§ **Labeled shape listing**

begin

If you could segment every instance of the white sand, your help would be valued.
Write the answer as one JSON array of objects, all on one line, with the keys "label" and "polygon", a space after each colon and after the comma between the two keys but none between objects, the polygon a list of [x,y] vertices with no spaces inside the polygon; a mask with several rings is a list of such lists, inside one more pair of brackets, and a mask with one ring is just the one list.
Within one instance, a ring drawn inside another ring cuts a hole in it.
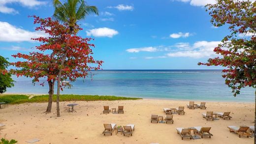
[{"label": "white sand", "polygon": [[[66,102],[66,104],[74,102]],[[34,138],[40,141],[34,144],[253,144],[254,138],[243,137],[230,133],[228,125],[254,125],[255,105],[234,102],[206,102],[206,110],[185,108],[184,115],[173,115],[174,124],[151,123],[152,114],[165,115],[164,108],[185,106],[188,101],[164,100],[138,100],[115,101],[78,101],[77,112],[63,112],[61,103],[61,116],[57,117],[56,103],[51,114],[45,114],[47,104],[30,103],[9,105],[0,109],[0,118],[7,120],[0,131],[0,137],[14,139],[18,144]],[[195,102],[199,104],[200,102]],[[111,108],[124,106],[124,114],[103,114],[103,106]],[[230,111],[231,120],[208,121],[201,114],[206,111]],[[103,123],[117,123],[118,125],[134,124],[135,130],[132,137],[113,133],[103,136]],[[176,128],[197,126],[211,127],[213,137],[200,140],[182,140]]]}]

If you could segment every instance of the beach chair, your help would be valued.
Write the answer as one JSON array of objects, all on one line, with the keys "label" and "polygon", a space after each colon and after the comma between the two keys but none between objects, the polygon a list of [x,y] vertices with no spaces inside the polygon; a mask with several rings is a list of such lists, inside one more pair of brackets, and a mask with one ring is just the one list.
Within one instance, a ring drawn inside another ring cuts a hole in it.
[{"label": "beach chair", "polygon": [[173,119],[172,118],[173,117],[173,115],[166,115],[166,118],[165,118],[165,123],[167,123],[168,122],[171,122],[173,123]]},{"label": "beach chair", "polygon": [[196,130],[196,133],[198,134],[202,139],[204,136],[209,137],[209,138],[211,138],[211,136],[213,136],[213,135],[210,133],[210,130],[211,128],[210,127],[195,126],[194,128]]},{"label": "beach chair", "polygon": [[184,138],[188,138],[192,139],[192,136],[190,129],[182,128],[176,128],[177,133],[181,137],[181,139],[183,140]]},{"label": "beach chair", "polygon": [[124,131],[123,132],[123,134],[124,134],[124,136],[125,134],[130,134],[130,136],[132,136],[132,133],[135,130],[135,125],[129,124],[123,127]]},{"label": "beach chair", "polygon": [[110,135],[112,136],[112,133],[115,130],[116,126],[117,125],[115,123],[104,124],[105,130],[102,134],[104,136],[106,134],[110,134]]},{"label": "beach chair", "polygon": [[185,112],[184,112],[184,107],[179,107],[178,109],[176,109],[178,112],[178,114],[180,115],[181,114],[183,115],[185,114]]},{"label": "beach chair", "polygon": [[118,106],[118,110],[117,111],[117,113],[124,114],[124,106]]},{"label": "beach chair", "polygon": [[230,112],[217,113],[217,115],[218,116],[223,118],[224,120],[225,120],[225,118],[228,118],[230,119],[230,118],[232,118],[232,117],[229,115],[230,114]]},{"label": "beach chair", "polygon": [[151,115],[151,123],[152,121],[157,121],[157,123],[158,123],[158,115]]},{"label": "beach chair", "polygon": [[109,107],[108,106],[104,106],[104,111],[103,111],[103,114],[109,114],[109,112],[110,112],[110,109],[109,108]]},{"label": "beach chair", "polygon": [[163,108],[163,112],[165,113],[166,115],[171,115],[172,111],[171,109],[169,108]]},{"label": "beach chair", "polygon": [[206,118],[206,120],[208,119],[212,119],[213,121],[213,112],[207,112],[206,114],[202,114],[203,117]]},{"label": "beach chair", "polygon": [[187,104],[187,107],[190,109],[194,109],[194,102],[190,102],[190,104],[188,105]]},{"label": "beach chair", "polygon": [[205,102],[201,102],[200,105],[197,105],[197,108],[199,108],[201,109],[206,109],[206,107],[205,107]]},{"label": "beach chair", "polygon": [[240,127],[237,127],[235,126],[228,126],[227,128],[229,129],[230,132],[233,132],[237,134],[239,136],[239,138],[241,138],[241,136],[247,136],[247,138],[249,138],[249,136],[252,135],[249,132],[249,126],[240,126]]}]

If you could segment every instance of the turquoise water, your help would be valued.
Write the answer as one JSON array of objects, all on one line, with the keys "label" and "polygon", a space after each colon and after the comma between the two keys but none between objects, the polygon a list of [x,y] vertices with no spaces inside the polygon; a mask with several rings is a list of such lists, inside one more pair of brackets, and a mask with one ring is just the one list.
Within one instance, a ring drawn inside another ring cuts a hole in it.
[{"label": "turquoise water", "polygon": [[[221,70],[102,70],[84,80],[71,83],[62,94],[111,95],[153,99],[254,102],[255,89],[246,87],[234,97],[224,84]],[[13,77],[15,86],[7,93],[47,94],[44,86],[31,79]],[[41,80],[45,81],[44,79]]]}]

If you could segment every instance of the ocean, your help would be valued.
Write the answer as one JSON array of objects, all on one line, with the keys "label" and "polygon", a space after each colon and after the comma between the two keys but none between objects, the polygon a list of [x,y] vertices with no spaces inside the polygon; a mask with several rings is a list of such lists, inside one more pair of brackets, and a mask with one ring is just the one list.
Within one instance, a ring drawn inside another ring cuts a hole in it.
[{"label": "ocean", "polygon": [[[99,70],[92,72],[92,78],[71,82],[72,87],[64,88],[61,93],[254,102],[255,89],[244,88],[234,97],[231,88],[224,84],[223,74],[219,70]],[[40,83],[34,86],[30,78],[13,78],[15,86],[8,88],[6,93],[48,94],[47,82],[42,86]],[[40,79],[40,82],[44,81],[45,79]]]}]

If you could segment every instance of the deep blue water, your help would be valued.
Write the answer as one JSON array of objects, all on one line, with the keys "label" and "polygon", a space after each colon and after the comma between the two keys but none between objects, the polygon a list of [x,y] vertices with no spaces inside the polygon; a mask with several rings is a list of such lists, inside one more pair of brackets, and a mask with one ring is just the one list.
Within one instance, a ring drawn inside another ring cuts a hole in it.
[{"label": "deep blue water", "polygon": [[[108,95],[156,99],[218,101],[254,101],[255,89],[246,87],[234,97],[224,84],[221,70],[119,70],[93,72],[92,80],[78,79],[62,94]],[[7,93],[47,94],[44,86],[33,86],[32,79],[17,78]],[[42,82],[45,80],[41,80]]]}]

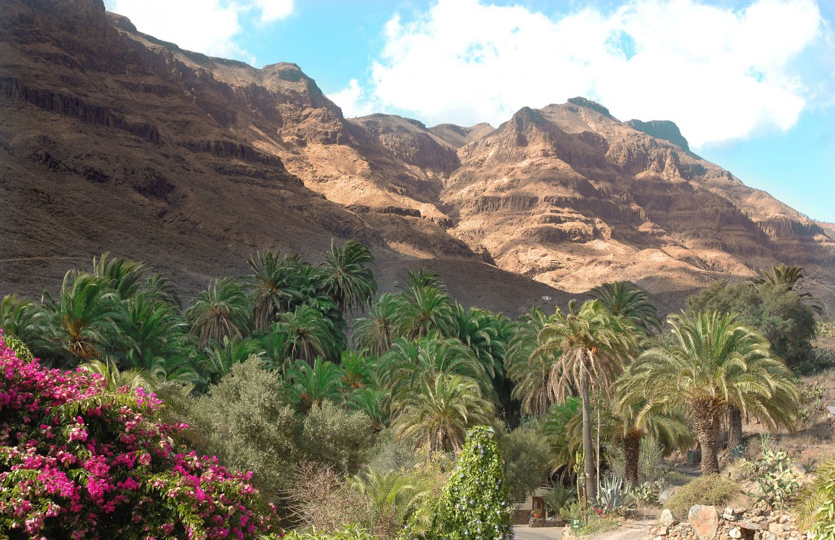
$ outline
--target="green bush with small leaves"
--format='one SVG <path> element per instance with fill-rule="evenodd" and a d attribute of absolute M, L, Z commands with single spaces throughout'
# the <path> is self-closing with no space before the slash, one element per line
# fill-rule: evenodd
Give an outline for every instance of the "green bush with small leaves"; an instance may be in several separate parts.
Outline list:
<path fill-rule="evenodd" d="M 513 508 L 498 447 L 479 426 L 467 434 L 458 465 L 438 503 L 438 537 L 448 540 L 513 538 Z"/>
<path fill-rule="evenodd" d="M 268 537 L 271 540 L 278 540 L 280 537 Z M 370 532 L 358 525 L 348 525 L 341 531 L 332 532 L 311 531 L 291 531 L 283 537 L 283 540 L 376 540 Z"/>
<path fill-rule="evenodd" d="M 718 474 L 711 474 L 700 477 L 680 487 L 670 498 L 666 507 L 676 517 L 684 520 L 687 518 L 687 512 L 694 505 L 724 507 L 738 493 L 739 487 L 736 482 L 723 478 Z"/>

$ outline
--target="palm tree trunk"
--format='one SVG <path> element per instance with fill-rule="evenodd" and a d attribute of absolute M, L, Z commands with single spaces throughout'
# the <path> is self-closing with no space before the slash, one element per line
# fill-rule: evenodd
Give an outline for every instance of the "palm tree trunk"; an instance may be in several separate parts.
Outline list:
<path fill-rule="evenodd" d="M 631 486 L 638 485 L 638 458 L 640 455 L 640 433 L 630 431 L 624 437 L 624 476 Z"/>
<path fill-rule="evenodd" d="M 716 445 L 719 442 L 719 419 L 712 405 L 699 404 L 693 407 L 693 429 L 701 447 L 701 474 L 719 472 Z"/>
<path fill-rule="evenodd" d="M 742 411 L 731 406 L 728 407 L 728 450 L 742 444 Z"/>
<path fill-rule="evenodd" d="M 591 440 L 591 403 L 589 401 L 589 376 L 580 376 L 580 396 L 583 399 L 583 476 L 585 496 L 590 502 L 597 498 L 597 480 L 595 477 L 595 445 Z"/>

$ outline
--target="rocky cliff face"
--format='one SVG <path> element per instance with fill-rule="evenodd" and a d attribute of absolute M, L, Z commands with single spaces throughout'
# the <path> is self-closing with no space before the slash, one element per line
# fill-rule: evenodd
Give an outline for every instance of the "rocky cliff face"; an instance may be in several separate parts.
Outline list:
<path fill-rule="evenodd" d="M 498 129 L 347 119 L 295 64 L 184 51 L 99 0 L 0 10 L 0 291 L 113 250 L 193 292 L 256 250 L 315 258 L 331 236 L 506 311 L 552 291 L 527 278 L 630 280 L 675 309 L 777 260 L 835 265 L 827 230 L 690 153 L 672 123 L 583 98 Z"/>

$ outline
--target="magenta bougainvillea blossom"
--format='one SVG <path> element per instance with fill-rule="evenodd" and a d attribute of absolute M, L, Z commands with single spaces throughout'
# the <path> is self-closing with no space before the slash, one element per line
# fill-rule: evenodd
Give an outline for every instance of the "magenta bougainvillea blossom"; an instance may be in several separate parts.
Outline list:
<path fill-rule="evenodd" d="M 21 360 L 0 331 L 0 537 L 253 538 L 275 510 L 214 457 L 175 442 L 141 389 Z"/>

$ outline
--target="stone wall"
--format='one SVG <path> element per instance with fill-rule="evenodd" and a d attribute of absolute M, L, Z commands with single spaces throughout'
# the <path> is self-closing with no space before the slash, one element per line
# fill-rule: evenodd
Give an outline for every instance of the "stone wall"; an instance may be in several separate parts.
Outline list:
<path fill-rule="evenodd" d="M 695 506 L 687 521 L 679 522 L 669 510 L 650 529 L 648 540 L 800 540 L 807 538 L 787 513 L 744 508 Z"/>

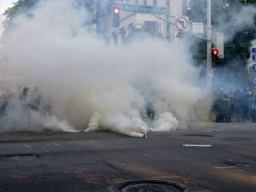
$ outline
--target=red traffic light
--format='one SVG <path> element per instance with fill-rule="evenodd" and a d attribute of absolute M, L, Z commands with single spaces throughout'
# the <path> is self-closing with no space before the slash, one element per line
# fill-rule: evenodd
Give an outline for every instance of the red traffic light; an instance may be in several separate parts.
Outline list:
<path fill-rule="evenodd" d="M 120 12 L 120 9 L 118 8 L 115 8 L 114 9 L 114 13 L 116 14 L 118 14 Z"/>
<path fill-rule="evenodd" d="M 213 55 L 217 55 L 218 54 L 218 49 L 215 49 L 214 51 L 213 51 Z"/>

end

§ **Problem statement**
Return every line of the listing above that contains the string "tree", matching case exactly.

§ **Output for this exercise**
--target="palm tree trunk"
Give an outline for every instance of the "palm tree trunk"; an instance may be in several separate parts.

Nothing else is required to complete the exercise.